Data for the task
[START]

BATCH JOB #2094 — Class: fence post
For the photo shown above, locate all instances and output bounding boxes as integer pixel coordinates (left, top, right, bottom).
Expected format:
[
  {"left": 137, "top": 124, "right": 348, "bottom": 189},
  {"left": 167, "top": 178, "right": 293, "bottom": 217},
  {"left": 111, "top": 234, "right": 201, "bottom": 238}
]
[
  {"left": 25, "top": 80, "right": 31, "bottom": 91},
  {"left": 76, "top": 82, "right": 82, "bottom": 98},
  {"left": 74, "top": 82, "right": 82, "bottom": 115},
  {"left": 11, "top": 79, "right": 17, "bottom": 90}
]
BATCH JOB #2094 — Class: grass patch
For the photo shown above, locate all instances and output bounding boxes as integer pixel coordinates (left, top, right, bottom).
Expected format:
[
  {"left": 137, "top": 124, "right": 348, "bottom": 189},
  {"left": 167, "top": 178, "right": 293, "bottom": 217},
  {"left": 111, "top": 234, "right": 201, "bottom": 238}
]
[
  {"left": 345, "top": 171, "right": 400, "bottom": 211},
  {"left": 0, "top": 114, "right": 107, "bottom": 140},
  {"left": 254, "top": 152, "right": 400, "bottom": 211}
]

[END]
[START]

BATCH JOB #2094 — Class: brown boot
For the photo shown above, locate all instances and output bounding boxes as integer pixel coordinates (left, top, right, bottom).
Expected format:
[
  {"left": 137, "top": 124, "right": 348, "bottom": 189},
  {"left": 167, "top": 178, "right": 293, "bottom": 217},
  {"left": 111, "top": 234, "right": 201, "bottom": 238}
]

[END]

Given exercise
Count the lines in the records that contain the string "Class", treating uppercase and lowercase as different. Reply with the number only.

Expected output
3